### Dataset entries

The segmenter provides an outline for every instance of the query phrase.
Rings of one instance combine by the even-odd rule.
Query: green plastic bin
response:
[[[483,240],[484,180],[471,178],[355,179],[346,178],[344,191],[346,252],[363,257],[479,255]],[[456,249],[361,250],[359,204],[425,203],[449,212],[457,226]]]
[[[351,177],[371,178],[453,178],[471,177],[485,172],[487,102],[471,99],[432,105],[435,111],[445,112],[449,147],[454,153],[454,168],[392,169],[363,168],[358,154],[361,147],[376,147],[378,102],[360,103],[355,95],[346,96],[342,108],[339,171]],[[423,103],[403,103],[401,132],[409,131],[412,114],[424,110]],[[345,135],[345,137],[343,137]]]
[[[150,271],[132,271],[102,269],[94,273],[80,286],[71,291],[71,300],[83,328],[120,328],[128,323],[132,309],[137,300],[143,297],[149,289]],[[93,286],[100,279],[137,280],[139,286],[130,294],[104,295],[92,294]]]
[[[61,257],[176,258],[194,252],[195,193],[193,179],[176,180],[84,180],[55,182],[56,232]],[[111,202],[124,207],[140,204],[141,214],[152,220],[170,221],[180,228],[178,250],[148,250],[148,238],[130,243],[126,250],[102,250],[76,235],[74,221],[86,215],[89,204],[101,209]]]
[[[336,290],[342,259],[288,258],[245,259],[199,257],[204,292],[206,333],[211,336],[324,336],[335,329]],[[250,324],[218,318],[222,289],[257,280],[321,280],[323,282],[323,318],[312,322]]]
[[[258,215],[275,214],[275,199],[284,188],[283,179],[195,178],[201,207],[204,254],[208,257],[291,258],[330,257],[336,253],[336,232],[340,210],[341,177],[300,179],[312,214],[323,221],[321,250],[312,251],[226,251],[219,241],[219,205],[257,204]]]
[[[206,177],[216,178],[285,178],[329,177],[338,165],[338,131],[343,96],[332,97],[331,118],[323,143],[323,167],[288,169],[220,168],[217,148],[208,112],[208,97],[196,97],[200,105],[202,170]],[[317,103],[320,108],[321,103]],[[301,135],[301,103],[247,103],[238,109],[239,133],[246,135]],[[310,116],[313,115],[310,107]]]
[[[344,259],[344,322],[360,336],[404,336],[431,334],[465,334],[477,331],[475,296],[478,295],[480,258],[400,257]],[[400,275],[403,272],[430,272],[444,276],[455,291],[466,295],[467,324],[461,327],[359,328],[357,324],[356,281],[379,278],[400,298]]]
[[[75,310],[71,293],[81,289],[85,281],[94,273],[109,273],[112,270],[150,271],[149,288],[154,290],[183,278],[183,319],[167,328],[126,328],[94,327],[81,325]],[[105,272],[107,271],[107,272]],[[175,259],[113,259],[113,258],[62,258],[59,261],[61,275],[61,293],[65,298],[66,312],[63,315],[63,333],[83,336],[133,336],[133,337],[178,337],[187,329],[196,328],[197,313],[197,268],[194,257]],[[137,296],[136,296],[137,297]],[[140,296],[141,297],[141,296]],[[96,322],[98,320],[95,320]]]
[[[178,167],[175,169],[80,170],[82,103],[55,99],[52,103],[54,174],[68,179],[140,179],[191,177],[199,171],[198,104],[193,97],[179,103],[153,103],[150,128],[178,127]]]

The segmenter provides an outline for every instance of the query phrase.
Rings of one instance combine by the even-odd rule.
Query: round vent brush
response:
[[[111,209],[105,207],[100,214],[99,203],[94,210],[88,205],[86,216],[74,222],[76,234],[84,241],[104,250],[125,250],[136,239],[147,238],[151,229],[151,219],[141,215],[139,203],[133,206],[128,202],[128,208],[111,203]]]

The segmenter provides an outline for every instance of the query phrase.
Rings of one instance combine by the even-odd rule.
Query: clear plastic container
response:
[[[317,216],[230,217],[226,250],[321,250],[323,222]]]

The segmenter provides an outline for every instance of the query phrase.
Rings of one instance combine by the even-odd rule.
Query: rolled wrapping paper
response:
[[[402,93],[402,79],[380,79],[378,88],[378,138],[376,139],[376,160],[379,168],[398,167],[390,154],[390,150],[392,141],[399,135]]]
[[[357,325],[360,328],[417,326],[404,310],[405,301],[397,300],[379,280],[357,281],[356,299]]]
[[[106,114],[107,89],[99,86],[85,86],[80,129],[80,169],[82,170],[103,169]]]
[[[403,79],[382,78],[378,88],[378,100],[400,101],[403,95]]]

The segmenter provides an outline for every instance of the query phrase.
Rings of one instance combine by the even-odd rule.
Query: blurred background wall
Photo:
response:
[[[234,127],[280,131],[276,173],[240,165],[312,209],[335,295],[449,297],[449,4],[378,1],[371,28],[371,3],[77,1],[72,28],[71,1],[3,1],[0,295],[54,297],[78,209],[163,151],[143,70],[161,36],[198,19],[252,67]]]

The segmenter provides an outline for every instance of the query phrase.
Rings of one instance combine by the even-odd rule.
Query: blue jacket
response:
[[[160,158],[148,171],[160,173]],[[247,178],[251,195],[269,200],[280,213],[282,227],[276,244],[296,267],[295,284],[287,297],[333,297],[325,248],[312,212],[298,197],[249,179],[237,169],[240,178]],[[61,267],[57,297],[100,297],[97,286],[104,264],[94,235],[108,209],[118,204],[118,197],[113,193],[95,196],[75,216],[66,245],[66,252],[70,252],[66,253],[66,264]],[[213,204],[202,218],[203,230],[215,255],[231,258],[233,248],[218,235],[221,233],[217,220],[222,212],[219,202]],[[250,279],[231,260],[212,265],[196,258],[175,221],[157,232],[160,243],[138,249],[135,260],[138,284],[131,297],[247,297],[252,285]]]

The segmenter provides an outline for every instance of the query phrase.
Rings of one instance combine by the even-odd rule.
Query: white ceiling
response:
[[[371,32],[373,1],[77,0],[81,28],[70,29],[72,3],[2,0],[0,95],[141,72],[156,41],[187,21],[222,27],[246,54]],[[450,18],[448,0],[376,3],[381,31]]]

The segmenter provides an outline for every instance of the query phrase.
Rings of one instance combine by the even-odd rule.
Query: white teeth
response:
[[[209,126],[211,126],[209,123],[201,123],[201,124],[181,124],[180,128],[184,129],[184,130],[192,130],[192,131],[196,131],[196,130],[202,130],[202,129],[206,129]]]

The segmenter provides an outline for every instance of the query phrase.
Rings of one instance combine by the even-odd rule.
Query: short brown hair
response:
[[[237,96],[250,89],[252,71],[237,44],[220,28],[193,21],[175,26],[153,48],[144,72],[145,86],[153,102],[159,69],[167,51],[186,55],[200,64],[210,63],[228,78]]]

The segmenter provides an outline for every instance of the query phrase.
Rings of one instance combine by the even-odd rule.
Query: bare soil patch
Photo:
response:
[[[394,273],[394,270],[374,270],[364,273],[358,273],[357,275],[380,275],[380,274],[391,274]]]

######

Repeat every line of the data verbatim.

The segmenter provides an outline for every instance of the query phrase.
Rings of one instance combine by the even-odd rule.
Query: green plastic bin
response:
[[[483,240],[484,180],[471,178],[355,179],[346,178],[344,191],[346,252],[363,257],[479,255]],[[456,249],[361,250],[359,204],[425,203],[449,212],[457,226]]]
[[[351,177],[371,178],[453,178],[471,177],[485,172],[487,102],[471,99],[432,105],[435,111],[445,112],[449,147],[454,153],[454,168],[392,169],[363,168],[358,154],[361,147],[376,147],[378,102],[360,103],[355,95],[346,96],[342,108],[339,171]],[[423,103],[403,103],[401,132],[409,131],[412,114],[424,110]],[[345,135],[345,137],[343,137]]]
[[[150,271],[132,271],[102,269],[94,273],[80,286],[71,291],[71,300],[83,328],[120,328],[128,323],[132,309],[137,300],[143,297],[149,289]],[[93,286],[100,279],[137,280],[139,286],[130,294],[104,295],[92,294]]]
[[[61,257],[176,258],[194,252],[195,193],[193,179],[176,180],[84,180],[55,182],[56,232]],[[111,202],[124,207],[140,204],[141,214],[152,220],[170,221],[180,228],[178,250],[148,250],[148,238],[130,243],[126,250],[102,250],[76,235],[74,221],[86,215],[89,204],[101,209]]]
[[[336,290],[342,259],[288,258],[245,259],[199,257],[204,292],[206,333],[211,336],[324,336],[335,329]],[[250,324],[218,318],[222,289],[257,280],[321,280],[323,282],[323,318],[312,322]]]
[[[258,215],[275,214],[275,199],[284,188],[283,179],[195,178],[201,207],[204,254],[208,257],[291,258],[330,257],[336,253],[336,232],[340,210],[341,177],[300,179],[312,214],[323,221],[321,250],[312,251],[226,251],[219,241],[219,205],[257,204]]]
[[[206,177],[216,178],[285,178],[329,177],[338,165],[338,131],[343,96],[332,97],[331,118],[323,143],[323,167],[288,169],[220,168],[217,148],[208,112],[208,97],[196,97],[200,105],[202,170]],[[317,103],[320,108],[321,103]],[[301,135],[301,103],[247,103],[238,109],[239,133],[246,135]],[[310,116],[313,115],[310,107]]]
[[[344,259],[344,322],[360,336],[404,336],[431,334],[465,334],[477,331],[475,296],[478,295],[480,258],[400,257]],[[400,275],[403,272],[430,272],[444,276],[455,291],[466,295],[467,324],[461,327],[359,328],[357,324],[356,281],[379,278],[400,298]]]
[[[75,310],[71,293],[81,289],[85,281],[94,273],[109,273],[112,270],[150,271],[149,288],[154,290],[183,278],[183,319],[167,328],[126,328],[94,327],[81,325]],[[105,272],[107,271],[107,272]],[[175,259],[113,259],[113,258],[62,258],[59,261],[61,275],[61,293],[65,298],[66,312],[63,315],[63,333],[83,336],[133,336],[133,337],[178,337],[187,329],[196,328],[197,313],[197,268],[194,257]],[[137,296],[136,296],[137,297]],[[140,296],[141,297],[141,296]],[[96,322],[98,320],[95,320]]]
[[[178,167],[175,169],[80,170],[82,103],[55,99],[52,103],[54,174],[68,179],[140,179],[191,177],[199,171],[198,104],[193,97],[179,103],[153,103],[150,128],[178,127]]]

The segmenter provides an outline for every instance of the query phrase.
Rings of one instance combine by the even-odd rule.
Query: round vent brush
response:
[[[111,209],[105,207],[100,214],[99,203],[94,210],[88,205],[86,216],[74,222],[76,234],[84,241],[104,250],[125,250],[136,239],[147,238],[151,229],[151,219],[141,215],[139,203],[133,206],[128,202],[128,208],[111,203]]]

The segmenter provides an outline for every instance of the query phrase.
Rings of one instance combine by the even-odd rule.
Query: clear plastic container
response:
[[[317,216],[230,217],[226,250],[321,250],[323,222]]]

The segmenter provides an outline for every instance of the query phrase.
Rings of one instance combine by the even-odd rule.
Query: rolled wrapping paper
response:
[[[402,93],[402,79],[380,79],[378,88],[378,138],[376,139],[376,160],[379,168],[398,167],[390,154],[390,150],[392,141],[399,135]]]
[[[357,325],[360,328],[417,326],[404,310],[405,301],[397,300],[379,280],[357,281],[356,299]]]
[[[106,114],[107,89],[99,86],[85,86],[80,129],[80,169],[82,170],[103,169]]]
[[[403,79],[382,78],[378,88],[378,100],[400,101],[403,95]]]

The segmenter provides an outline for every instance of the query phrase.
Rings of one instance combine by the even-odd rule.
Query: blurred background wall
Photo:
response:
[[[234,127],[280,131],[276,173],[240,165],[312,209],[335,295],[449,297],[449,4],[378,1],[371,28],[371,3],[77,1],[72,28],[71,1],[3,1],[0,295],[54,297],[78,209],[163,151],[143,70],[161,36],[198,19],[252,67]]]

The segmenter provides an outline for every instance of the query phrase.
Rings of one instance combine by the even-odd rule.
Query: blue jacket
response:
[[[160,158],[148,171],[160,173]],[[247,178],[251,195],[269,200],[280,213],[282,227],[276,244],[296,267],[295,284],[287,297],[333,297],[325,248],[312,212],[298,197],[249,179],[237,169],[240,178]],[[61,267],[57,297],[100,297],[97,286],[104,264],[94,235],[108,209],[118,204],[118,197],[113,193],[95,196],[75,216],[66,245],[66,252],[70,252],[66,253],[66,264]],[[213,204],[202,218],[203,230],[215,255],[231,258],[233,248],[218,235],[221,233],[217,220],[222,212],[219,202]],[[250,279],[231,260],[212,265],[196,258],[175,221],[157,232],[160,243],[138,249],[135,260],[138,284],[131,297],[247,297],[252,285]]]

The segmenter provides an outline for every instance of the query phrase.
Rings of one instance combine by the even-odd rule.
Query: white ceiling
response:
[[[371,32],[373,1],[77,0],[81,28],[70,29],[72,3],[2,0],[0,95],[141,72],[156,41],[187,21],[222,27],[246,54]],[[450,18],[448,0],[376,3],[381,31]]]

The segmenter provides an outline for every instance of the query phrase.
Rings of one instance combine by the even-odd rule.
Query: white teeth
response:
[[[209,126],[211,126],[209,123],[201,123],[201,124],[181,124],[180,128],[184,129],[184,130],[192,130],[192,131],[196,131],[196,130],[202,130],[202,129],[206,129]]]

The segmenter provides an outline for every instance of the query phrase.
Rings of one instance combine by the even-odd rule.
Query: short brown hair
response:
[[[237,96],[250,89],[252,71],[237,44],[220,28],[193,21],[175,26],[153,48],[144,72],[145,86],[153,102],[159,69],[167,51],[186,55],[200,64],[210,63],[228,78]]]

The segmenter provides an outline for every instance of the query phrase.
Rings of one instance combine by the even-odd rule.
Query: bare soil patch
Photo:
response:
[[[394,273],[394,270],[374,270],[364,273],[358,273],[357,275],[380,275],[380,274],[391,274]]]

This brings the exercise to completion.